◆ Text passage ◆
begin
The tale of a fist bump and a handshake

The frenetic diplomatic activity in and around the Middle East has continued in July with a series of high-level meetings that have shown the outsized role played by Gulf countries in the new regional dynamics slowly emerging after the Abraham Accords. The visit of the US President Joe Biden in Israel, Palestine and Saudi Arabia has drawn most of the attention and the fist meeting with the Saudi Crown Prince Mohammed bin Salman (MbS) has been broadly interpreted as a new start in a bilateral relation fraught over human rights issues since Biden took office. 
Despite the high expectations, fuelled by Riyadh’s decision to open its airspace to all carriers (including Israelis) as a goodwill gesture just days before the Jeddah Security and Development summit, no tangible progress has been registered on Saudi Arabia joining the Abraham Accords and normalising its diplomatic relations with Israel. This eventuality has also been dismissed by the Saudi Foreign Minister Prince Faisal bin Farhan, who also denied discussing any military cooperation with Tel Aviv.    
Talks about giving teeth to the normalisation front to face the security challenges stemming from Iran’s expanding influence in the region have abounded in the days before Biden’s visit to Jeddah where he met with representatives of the Gulf Cooperation Council (GCC) + 3 (Egypt, Iraq and Jordan). The perceived US’ disengagement has also led to fantasize about the establishment of an Arab NATO, a very distant prospect that bears clear risks for an already fragmented and turbulent region.  
Riyadh’s reaction to this project has so far been cautious, probably aware of the likelihood to further antagonise the emerging regional blocs. In this context talks between Iranian and Saudi officials that have been going on in Baghdad for quite some time could offer an endogenous solution and lower the temperature in the Gulf. However, no clear and comprehensive settlement has yet emerged from the negotiations, which would likely touch upon several issues from Iraq to Yemen.  
Uncertainty about the outcome of the negotiations to resume the Iran nuclear deal and increasing volatility in the energy markets after Russia’s invasion of Ukraine are certainly driving Saudi Arabia’s diplomatic outreach,  that extends well beyond the region. Having successfully completed a complicated rehabilitation process, MbS embarked on a European tour for the first time since the Khashoggi affair. His visit to France and Greece at the end of July strengthened bilateral relations that had already took off in the last few years in a context marked by mounting tensions between all these countries and Turkey. 
In particular, the meeting with the Greek Prime Minister Kyriakos Mitsokatis not only reinforces Athens’ chance to become Europe’s main energy hub in the Eastern Mediterranean, a prospect that, together with the strategic cooperation between Algeria and Italy, would certainly help the EU diversify its energy supplies away from Russia; but it also confirms the resilience of the emerging regional blocs in front of the normalisation trend.
While the strategic rapprochement between former foes is certainly a welcoming step to reduce unsustainable tensions, a closer look reveals the ongoing détente more like a provisional convergence than a structural adjustment. Just the same difference between a first handshake and a firm agreement.
end
◆ Task material ◆
begin
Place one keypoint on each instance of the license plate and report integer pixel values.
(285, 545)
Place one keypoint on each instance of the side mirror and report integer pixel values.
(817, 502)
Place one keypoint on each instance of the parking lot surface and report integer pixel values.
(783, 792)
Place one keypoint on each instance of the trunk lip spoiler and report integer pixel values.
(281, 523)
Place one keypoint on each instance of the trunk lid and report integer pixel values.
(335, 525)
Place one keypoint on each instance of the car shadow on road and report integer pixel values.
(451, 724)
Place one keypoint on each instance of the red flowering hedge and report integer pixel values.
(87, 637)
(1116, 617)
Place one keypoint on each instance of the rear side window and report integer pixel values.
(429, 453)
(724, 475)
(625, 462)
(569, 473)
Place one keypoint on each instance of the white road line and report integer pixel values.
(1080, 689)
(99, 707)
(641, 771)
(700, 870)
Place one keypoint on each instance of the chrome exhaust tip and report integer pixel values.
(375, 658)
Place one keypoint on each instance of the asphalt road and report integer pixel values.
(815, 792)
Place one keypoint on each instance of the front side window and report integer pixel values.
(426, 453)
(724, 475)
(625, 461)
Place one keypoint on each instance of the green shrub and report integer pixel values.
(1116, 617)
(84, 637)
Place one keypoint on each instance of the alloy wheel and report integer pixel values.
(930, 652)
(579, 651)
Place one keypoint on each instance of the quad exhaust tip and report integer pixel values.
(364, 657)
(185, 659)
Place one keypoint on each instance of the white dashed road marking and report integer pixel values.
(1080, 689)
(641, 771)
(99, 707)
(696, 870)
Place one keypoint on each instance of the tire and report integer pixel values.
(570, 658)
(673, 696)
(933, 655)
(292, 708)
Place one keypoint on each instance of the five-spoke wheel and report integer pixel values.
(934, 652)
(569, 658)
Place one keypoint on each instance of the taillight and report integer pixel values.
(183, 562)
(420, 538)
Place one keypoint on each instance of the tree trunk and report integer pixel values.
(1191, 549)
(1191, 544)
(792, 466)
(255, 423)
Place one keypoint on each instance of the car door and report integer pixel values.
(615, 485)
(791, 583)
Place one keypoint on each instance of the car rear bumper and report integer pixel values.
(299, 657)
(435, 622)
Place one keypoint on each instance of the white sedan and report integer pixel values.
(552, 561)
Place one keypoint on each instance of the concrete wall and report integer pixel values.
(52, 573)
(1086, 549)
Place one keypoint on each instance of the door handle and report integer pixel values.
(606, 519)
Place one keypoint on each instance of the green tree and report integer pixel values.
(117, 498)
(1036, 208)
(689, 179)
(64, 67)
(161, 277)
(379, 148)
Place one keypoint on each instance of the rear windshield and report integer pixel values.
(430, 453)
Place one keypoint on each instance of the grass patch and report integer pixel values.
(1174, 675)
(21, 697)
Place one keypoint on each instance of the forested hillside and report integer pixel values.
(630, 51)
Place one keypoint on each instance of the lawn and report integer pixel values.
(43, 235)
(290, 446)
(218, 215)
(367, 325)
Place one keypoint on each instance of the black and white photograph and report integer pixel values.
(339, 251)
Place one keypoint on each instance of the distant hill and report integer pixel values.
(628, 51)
end
◆ Problems ◆
(A) In the commentary on Saudi diplomacy, condense the paragraph beginning "Despite the high expectations" into a shorter version that keeps its main facts.
(B) Turn the records into a JSON list of strings, one string per line with blank lines omitted. Begin with the line containing "Place one keypoint on each instance of the black" and continue through the end of the records.

◆ Response list ◆
(A) High expectations were fueled by Riyadh's goodwill decision, days before the Jeddah Security and Development summit, to open its airspace to all carriers, including Israeli ones. Even so, there was no tangible progress on Saudi Arabia joining the Abraham Accords and normalizing relations with Israel. Saudi Foreign Minister Prince Faisal bin Farhan dismissed that possibility and denied discussing any military cooperation with Tel Aviv.

(B)
[
  "Place one keypoint on each instance of the black and white photograph and report integer pixel values.",
  "(339, 251)",
  "Place one keypoint on each instance of the distant hill and report integer pixel values.",
  "(628, 51)"
]